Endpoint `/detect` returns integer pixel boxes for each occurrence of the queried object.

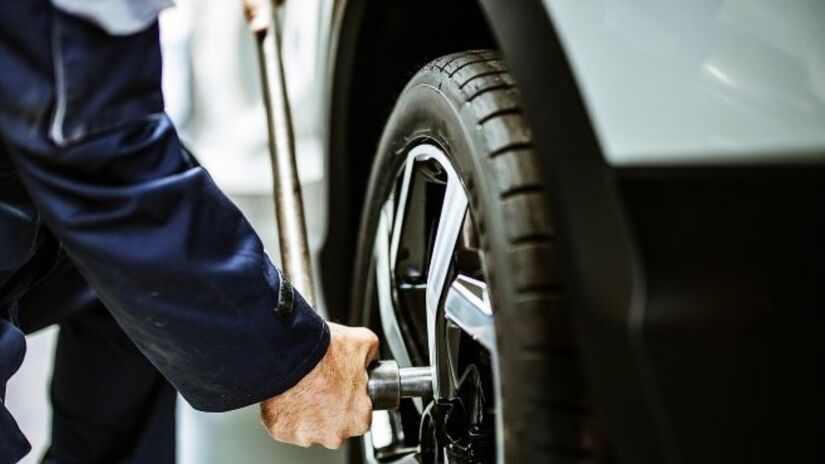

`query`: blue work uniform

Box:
[0,0,329,463]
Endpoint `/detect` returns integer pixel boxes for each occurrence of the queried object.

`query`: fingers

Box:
[261,323,379,449]
[363,329,378,366]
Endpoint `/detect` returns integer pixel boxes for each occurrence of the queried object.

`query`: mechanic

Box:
[0,0,378,463]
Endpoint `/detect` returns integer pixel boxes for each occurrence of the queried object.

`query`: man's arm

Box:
[8,114,377,446]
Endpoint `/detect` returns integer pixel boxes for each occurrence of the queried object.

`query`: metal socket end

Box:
[367,361,433,411]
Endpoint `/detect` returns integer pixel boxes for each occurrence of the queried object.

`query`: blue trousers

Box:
[0,0,329,463]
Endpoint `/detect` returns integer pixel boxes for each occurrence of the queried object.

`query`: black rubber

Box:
[351,51,599,463]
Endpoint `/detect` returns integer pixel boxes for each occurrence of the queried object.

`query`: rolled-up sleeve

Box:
[7,114,329,411]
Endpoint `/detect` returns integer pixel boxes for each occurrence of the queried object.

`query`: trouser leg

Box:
[20,263,176,464]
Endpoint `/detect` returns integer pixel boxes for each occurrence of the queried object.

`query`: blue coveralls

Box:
[0,0,329,463]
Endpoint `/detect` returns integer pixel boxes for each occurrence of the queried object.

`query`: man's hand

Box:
[261,323,378,449]
[243,0,283,34]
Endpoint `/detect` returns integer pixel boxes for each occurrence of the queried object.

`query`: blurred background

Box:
[6,0,345,464]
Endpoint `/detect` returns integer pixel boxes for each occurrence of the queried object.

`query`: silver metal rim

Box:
[362,144,504,464]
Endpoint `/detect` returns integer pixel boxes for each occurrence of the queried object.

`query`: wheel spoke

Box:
[444,275,496,351]
[426,159,467,398]
[374,200,412,367]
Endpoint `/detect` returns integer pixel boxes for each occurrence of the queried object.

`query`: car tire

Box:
[350,50,598,463]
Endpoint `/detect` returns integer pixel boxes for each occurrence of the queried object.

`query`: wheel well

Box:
[321,0,496,319]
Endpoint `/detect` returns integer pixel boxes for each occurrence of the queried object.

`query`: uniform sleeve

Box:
[8,114,329,411]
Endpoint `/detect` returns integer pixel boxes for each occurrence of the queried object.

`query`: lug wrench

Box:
[255,5,433,410]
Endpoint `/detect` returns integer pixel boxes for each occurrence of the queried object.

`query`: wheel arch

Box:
[321,0,670,462]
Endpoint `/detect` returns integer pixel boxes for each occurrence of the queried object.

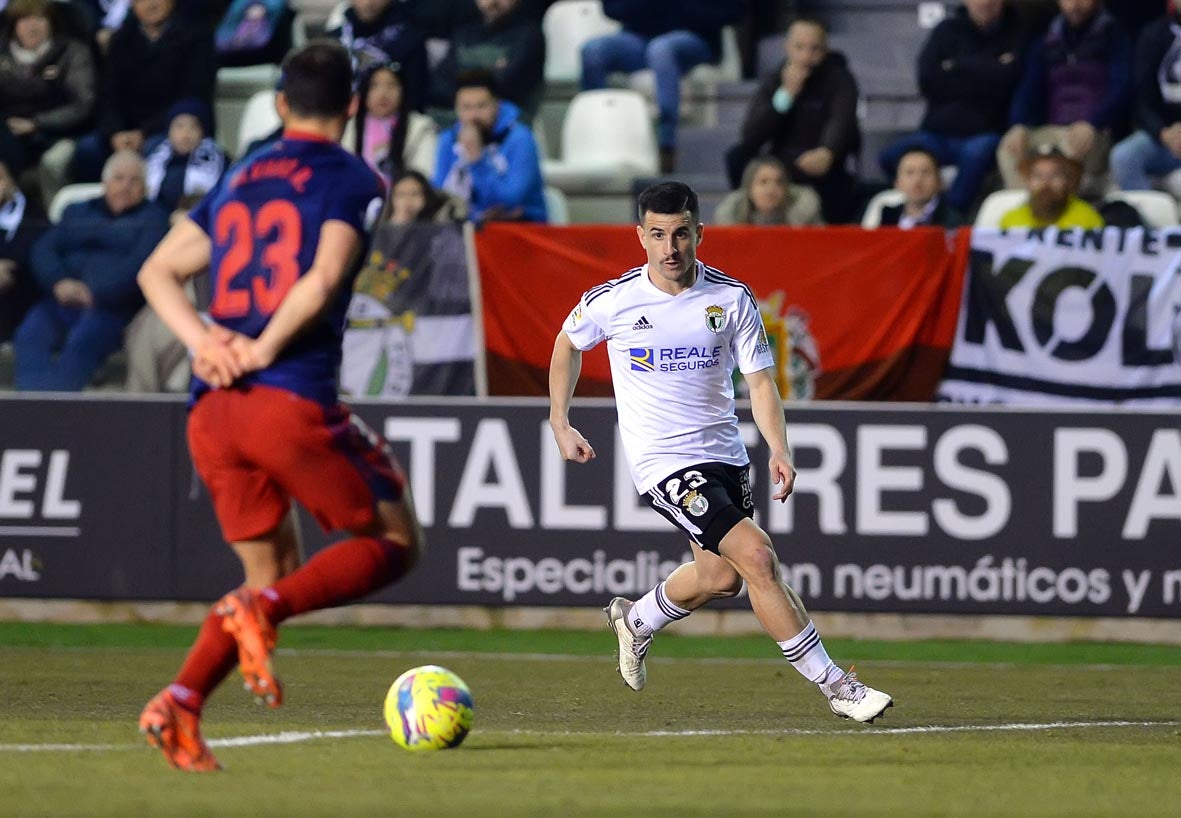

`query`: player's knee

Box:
[709,571,743,600]
[735,542,779,585]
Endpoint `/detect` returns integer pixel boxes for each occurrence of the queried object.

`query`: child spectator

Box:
[380,170,466,224]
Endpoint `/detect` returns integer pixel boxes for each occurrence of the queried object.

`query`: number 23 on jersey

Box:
[209,198,304,319]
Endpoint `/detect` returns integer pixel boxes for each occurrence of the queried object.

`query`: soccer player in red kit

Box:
[139,41,422,771]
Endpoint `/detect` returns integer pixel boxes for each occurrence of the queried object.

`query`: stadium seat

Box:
[47,182,103,224]
[289,0,338,28]
[542,89,659,192]
[541,0,620,83]
[235,89,281,158]
[613,26,742,125]
[861,190,906,229]
[324,0,348,31]
[973,190,1029,228]
[544,184,570,224]
[1105,190,1177,228]
[292,13,308,48]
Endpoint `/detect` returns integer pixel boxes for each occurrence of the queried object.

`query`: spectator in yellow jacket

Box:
[1000,145,1103,229]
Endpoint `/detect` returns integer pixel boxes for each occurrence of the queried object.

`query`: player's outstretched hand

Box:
[193,323,242,390]
[554,426,595,463]
[229,334,274,372]
[770,454,796,503]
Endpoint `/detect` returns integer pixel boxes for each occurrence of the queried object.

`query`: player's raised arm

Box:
[549,329,595,463]
[234,220,361,371]
[136,216,242,386]
[745,369,796,502]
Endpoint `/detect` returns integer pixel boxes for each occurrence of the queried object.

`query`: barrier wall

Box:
[0,397,1181,617]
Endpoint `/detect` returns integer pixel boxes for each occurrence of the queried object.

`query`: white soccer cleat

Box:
[602,596,652,691]
[828,667,894,724]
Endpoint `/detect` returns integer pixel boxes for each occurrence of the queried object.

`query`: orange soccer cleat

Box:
[139,689,221,772]
[214,585,283,707]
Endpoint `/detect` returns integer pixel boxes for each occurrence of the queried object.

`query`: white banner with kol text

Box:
[939,228,1181,406]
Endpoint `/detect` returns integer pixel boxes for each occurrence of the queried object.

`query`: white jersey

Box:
[562,261,775,493]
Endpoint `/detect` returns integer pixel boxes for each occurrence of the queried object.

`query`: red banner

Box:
[476,224,971,400]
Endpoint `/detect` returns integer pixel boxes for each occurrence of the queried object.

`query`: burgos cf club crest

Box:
[628,347,657,372]
[705,305,726,335]
[758,290,822,400]
[680,489,710,517]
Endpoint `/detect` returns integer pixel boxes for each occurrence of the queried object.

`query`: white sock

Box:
[631,582,692,636]
[778,622,844,698]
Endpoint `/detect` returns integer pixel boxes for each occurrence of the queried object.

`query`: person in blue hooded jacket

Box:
[432,71,547,223]
[14,150,168,392]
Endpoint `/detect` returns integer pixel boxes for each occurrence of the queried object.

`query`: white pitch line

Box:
[0,721,1181,753]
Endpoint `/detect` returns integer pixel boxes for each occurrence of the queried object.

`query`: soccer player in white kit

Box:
[549,182,894,722]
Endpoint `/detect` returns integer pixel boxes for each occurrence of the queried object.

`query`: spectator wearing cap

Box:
[0,0,94,175]
[881,148,964,229]
[997,0,1133,198]
[431,0,546,122]
[1000,145,1103,230]
[71,0,217,182]
[144,98,229,211]
[14,151,168,392]
[1111,5,1181,190]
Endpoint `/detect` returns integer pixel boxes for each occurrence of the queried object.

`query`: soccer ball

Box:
[385,665,476,750]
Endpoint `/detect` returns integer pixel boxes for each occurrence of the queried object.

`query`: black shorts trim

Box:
[644,463,755,554]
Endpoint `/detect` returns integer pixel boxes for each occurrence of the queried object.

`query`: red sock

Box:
[261,537,406,624]
[172,610,237,712]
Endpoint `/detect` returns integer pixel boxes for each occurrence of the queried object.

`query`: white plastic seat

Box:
[544,184,570,224]
[542,89,659,192]
[236,89,282,158]
[861,190,906,230]
[47,182,103,224]
[324,0,350,31]
[1107,190,1177,228]
[541,0,620,83]
[973,190,1029,228]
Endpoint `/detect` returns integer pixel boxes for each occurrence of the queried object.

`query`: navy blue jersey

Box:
[189,132,385,406]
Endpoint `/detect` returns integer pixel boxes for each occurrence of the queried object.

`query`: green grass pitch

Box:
[0,623,1181,818]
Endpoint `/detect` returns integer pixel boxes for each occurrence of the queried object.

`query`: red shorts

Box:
[189,386,406,542]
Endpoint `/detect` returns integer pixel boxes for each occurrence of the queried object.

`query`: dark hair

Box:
[455,68,501,99]
[5,0,54,24]
[353,63,410,178]
[639,182,702,224]
[378,168,446,224]
[280,39,353,119]
[788,14,828,36]
[898,146,942,174]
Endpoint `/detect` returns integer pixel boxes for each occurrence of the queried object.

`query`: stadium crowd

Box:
[0,0,1181,390]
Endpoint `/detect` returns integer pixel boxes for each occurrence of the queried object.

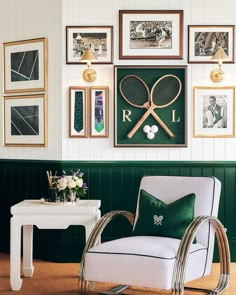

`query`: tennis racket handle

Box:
[152,111,175,138]
[127,108,151,138]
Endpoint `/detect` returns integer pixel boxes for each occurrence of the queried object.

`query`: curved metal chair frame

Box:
[79,210,230,295]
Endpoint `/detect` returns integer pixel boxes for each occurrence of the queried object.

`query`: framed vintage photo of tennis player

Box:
[89,86,109,137]
[3,38,48,93]
[193,86,235,137]
[66,26,113,64]
[188,25,235,63]
[119,10,183,59]
[114,66,187,147]
[3,94,48,147]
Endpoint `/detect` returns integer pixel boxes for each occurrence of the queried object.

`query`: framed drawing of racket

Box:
[69,86,89,137]
[114,66,187,147]
[89,86,109,137]
[119,10,183,59]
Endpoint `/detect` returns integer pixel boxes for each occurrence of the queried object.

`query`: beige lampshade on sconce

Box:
[211,47,228,82]
[81,49,97,82]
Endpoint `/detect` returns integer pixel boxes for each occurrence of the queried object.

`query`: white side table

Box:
[10,200,101,291]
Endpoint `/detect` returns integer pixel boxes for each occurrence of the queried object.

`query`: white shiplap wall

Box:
[0,0,236,160]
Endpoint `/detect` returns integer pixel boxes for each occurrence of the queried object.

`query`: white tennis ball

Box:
[143,125,151,133]
[147,131,155,139]
[150,125,158,133]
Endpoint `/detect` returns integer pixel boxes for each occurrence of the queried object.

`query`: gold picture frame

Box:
[193,86,235,138]
[119,10,184,59]
[3,38,48,93]
[3,94,48,147]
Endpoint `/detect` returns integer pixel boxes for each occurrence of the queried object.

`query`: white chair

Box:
[79,176,230,295]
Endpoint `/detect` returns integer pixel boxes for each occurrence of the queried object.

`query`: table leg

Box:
[85,223,95,243]
[23,225,34,277]
[10,217,22,291]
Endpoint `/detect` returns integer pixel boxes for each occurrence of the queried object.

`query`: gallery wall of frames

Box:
[0,0,236,160]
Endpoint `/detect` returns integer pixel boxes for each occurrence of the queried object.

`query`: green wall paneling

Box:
[0,160,236,262]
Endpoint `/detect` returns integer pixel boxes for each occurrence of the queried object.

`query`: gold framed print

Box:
[119,10,183,59]
[3,94,47,147]
[3,38,48,93]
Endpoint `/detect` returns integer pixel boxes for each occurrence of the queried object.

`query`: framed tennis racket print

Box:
[114,66,187,147]
[3,38,48,93]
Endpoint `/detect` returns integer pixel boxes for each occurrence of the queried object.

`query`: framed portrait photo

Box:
[3,38,48,93]
[188,25,235,63]
[69,86,89,137]
[193,86,235,137]
[3,94,47,147]
[66,26,113,64]
[119,10,183,59]
[90,86,109,137]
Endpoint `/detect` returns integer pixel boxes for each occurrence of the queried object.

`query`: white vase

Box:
[68,191,76,202]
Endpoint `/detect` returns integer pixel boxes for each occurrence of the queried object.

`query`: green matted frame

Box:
[114,66,187,147]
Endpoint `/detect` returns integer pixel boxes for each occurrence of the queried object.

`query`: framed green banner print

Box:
[114,66,187,147]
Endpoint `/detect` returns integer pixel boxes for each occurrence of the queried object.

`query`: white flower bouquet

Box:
[53,169,88,198]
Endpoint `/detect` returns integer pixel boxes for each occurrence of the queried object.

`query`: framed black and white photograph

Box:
[66,26,113,64]
[69,86,89,137]
[188,25,235,63]
[193,86,235,137]
[3,38,48,93]
[119,10,183,59]
[3,94,47,147]
[89,86,109,137]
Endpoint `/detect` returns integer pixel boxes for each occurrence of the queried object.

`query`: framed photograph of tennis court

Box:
[119,10,183,59]
[188,25,235,63]
[114,66,187,147]
[66,26,113,64]
[3,94,47,147]
[69,86,89,137]
[3,38,48,93]
[89,86,109,137]
[193,86,235,137]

Work instructions:
Copy the rows word for word, beginning at the very first line and continuing through the line that contains "[363,329,378,366]", with both of those lines included. Omit the pictures from your copy.

Result for this exercise:
Endpoint `/detect` returns integer pixel boxes for each occurrence of the queried object.


`query`: blue work uniform

Box:
[0,0,329,463]
Endpoint `/detect` returns integer pixel boxes for each occurrence of the queried object.

`query`: fingers

Box:
[261,323,379,449]
[363,329,378,366]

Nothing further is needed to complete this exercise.